- **DOCUMENT SEGMENT**:
-- start --

More

idividebyzero · on Nov 22, 2020

Well, this is not completely true. As said, JIT employs absolute addresses a lot, and for instance, you can use `lea` to compute the absolute address of a variable at runtime (with PC-relative addressing mode). Said that, I still see `movabs` of an hardcoded address (not necessarily a hardware register) into a register and then a call to it (and this continues to be position-independent code). Also, if I remember correctly, the __TEXT segment is not randomized by default on Linux.

idividebyzero · on Nov 20, 2020

I think it moderately depends on the definition you give it to. If you require RISC to be a load/store architecture, x86 is not even close to be one. Also, aarch64 is a variable-length instructions set and include complex instructions (such as those to perform AES operations). Compiler optimizations are meant to be taken advantage by all architectures, regardless of RISC/CISC.

jcranmer · on Nov 20, 2020

Personally, I think the RISC/CISC "question" isn't really meaningful anymore, and it's not the right lens with which to compare modern architectures. Partially, this is because the modern prototypes of RISC and CISC--ARM/AArch64 and x86-64, respectively--show a lot more convergent evolution and blurriness than the architectures at the time the terms were first coined.

-- end --

- **DATA ROWS**:
-- start --

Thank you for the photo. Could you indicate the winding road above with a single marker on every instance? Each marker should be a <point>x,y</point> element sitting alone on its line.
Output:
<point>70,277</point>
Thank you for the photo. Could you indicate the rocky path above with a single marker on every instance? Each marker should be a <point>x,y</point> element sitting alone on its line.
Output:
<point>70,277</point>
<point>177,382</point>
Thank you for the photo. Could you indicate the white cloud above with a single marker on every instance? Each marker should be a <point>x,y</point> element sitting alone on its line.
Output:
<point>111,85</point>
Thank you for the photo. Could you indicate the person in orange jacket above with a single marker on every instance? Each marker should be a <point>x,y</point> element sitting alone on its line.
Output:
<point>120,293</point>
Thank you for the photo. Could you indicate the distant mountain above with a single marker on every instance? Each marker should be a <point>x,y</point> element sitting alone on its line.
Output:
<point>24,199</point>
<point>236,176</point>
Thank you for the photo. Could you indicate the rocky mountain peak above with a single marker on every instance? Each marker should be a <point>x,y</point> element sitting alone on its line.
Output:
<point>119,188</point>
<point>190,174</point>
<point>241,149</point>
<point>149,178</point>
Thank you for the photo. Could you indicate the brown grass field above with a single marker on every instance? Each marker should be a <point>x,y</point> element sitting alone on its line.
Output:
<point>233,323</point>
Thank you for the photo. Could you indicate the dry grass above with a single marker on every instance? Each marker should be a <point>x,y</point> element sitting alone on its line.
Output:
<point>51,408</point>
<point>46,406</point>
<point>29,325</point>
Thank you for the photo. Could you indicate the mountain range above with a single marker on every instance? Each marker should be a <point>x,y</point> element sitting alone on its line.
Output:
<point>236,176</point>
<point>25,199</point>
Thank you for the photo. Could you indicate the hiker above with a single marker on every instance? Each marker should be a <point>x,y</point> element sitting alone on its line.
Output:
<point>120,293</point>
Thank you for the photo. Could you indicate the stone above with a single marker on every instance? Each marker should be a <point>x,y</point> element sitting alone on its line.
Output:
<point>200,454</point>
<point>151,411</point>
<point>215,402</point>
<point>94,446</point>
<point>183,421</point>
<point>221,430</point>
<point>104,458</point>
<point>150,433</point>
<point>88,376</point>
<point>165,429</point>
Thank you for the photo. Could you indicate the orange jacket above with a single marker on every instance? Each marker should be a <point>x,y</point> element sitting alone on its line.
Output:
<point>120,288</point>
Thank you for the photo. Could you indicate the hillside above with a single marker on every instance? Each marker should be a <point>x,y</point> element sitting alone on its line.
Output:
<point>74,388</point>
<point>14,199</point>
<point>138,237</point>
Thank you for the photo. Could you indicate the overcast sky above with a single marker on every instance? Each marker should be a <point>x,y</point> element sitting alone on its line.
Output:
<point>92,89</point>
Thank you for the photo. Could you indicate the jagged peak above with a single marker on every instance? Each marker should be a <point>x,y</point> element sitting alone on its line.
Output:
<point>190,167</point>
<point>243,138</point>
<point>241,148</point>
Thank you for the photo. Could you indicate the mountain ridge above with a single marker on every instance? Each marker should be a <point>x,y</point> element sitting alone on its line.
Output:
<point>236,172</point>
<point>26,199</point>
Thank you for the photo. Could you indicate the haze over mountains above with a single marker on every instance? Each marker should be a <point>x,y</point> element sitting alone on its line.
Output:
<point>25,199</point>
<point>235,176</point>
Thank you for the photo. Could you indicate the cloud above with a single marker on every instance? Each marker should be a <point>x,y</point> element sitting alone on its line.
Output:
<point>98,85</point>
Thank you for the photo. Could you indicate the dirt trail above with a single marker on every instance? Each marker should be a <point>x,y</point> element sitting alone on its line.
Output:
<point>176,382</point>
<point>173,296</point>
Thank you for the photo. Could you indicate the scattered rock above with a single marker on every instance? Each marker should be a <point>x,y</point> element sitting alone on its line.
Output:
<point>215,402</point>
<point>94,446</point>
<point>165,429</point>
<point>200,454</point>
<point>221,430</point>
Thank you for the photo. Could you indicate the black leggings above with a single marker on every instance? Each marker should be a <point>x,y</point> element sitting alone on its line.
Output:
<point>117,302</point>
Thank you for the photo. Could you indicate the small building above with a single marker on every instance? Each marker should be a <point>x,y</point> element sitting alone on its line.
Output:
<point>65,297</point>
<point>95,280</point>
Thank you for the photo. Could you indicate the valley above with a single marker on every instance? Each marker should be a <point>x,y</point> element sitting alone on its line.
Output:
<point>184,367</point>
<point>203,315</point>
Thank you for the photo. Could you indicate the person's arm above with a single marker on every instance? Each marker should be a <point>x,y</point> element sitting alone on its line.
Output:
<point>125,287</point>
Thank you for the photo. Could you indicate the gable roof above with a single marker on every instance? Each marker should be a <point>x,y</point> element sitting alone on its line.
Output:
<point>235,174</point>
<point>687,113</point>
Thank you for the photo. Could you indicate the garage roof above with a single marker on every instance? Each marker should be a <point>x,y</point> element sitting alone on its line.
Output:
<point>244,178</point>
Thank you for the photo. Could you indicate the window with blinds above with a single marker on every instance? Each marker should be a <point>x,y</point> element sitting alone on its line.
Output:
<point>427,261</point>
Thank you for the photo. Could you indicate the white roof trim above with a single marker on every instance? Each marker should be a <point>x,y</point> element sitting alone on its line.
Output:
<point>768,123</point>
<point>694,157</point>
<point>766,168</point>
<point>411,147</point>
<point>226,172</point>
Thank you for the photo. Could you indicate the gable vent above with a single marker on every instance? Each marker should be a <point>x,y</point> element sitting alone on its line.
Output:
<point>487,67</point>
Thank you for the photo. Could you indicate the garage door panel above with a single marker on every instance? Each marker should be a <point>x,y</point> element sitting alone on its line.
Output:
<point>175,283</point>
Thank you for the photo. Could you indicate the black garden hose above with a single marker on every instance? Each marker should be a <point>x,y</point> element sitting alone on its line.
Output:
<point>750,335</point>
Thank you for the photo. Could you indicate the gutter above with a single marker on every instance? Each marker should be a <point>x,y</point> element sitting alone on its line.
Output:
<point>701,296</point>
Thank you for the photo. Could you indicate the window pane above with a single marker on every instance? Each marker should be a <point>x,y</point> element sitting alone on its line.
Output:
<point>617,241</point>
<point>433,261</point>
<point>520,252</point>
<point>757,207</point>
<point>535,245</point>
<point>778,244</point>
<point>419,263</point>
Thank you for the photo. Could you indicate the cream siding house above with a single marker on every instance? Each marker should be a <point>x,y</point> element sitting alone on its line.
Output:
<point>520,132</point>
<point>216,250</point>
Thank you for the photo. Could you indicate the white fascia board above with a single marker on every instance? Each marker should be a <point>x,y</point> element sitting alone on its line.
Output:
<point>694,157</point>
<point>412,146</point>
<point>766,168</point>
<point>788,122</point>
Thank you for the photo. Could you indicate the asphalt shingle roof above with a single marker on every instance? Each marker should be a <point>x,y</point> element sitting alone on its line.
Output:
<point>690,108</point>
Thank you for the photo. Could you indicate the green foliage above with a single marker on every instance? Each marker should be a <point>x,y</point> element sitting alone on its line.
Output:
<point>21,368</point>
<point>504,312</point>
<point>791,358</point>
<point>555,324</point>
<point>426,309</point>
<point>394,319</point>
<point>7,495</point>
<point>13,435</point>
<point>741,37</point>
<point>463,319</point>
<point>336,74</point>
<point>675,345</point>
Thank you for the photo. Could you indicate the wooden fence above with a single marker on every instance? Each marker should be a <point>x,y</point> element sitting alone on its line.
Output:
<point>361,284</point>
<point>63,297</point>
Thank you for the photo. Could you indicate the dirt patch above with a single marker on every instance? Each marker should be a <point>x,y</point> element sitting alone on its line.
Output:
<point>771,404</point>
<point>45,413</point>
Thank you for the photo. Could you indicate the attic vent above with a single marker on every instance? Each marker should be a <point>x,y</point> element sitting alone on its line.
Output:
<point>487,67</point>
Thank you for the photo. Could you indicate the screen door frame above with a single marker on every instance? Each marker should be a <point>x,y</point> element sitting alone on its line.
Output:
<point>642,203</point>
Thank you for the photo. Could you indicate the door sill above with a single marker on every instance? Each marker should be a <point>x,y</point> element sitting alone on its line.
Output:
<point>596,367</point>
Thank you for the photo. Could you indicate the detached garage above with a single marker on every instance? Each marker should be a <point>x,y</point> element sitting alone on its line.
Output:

-- end --

- **WORK INSTRUCTIONS**:
**a.** Answer these questions about the thread on JIT addressing and RISC/CISC:
(i) Which instruction does the Nov 22 comment say can compute a variable's absolute address at runtime?
(ii) What example of complex aarch64 instructions does idividebyzero give on Nov 20?
(iii) Which architectures does jcranmer name as the modern prototypes of RISC and CISC?
**b.** Write the next part of the thread on JIT addressing and RISC/CISC, picking up after jcranmer's last sentence.

- **RESPONSES TO THE TASKS**:
**a.**
(i) `lea`, using PC-relative addressing mode.
(ii) Instructions that perform AES operations.
(iii) ARM/AArch64 for RISC and x86-64 for CISC.

**b.**
Instead, the real question is microarchitectural. First, what are the actual capabilities of your ALUs, how are they pipelined, and how many of them are there? Next, how good are you at moving stuff into and out of them--the memory subsystem, branch prediction, reorder buffers, register renaming, etc. The ISA only matters insofar as it controls how well you can dispatch into your microarchitecture.

It's important to note how many of the RISC ideas haven't caught on. The actual "small" part of the instruction set, for example, is discarded by modern architectures (bring on the MUL and DIV instructions!). Designing your ISA to let you avoid pipeline complexity (e.g., branch slots) also fell out of favor. The general notion of "let's push hardware complexity to the compiler" tends to fail because it turns out that hardware complexity lets you take advantage of dynamic opportunities that the compiler fundamentally cannot do statically.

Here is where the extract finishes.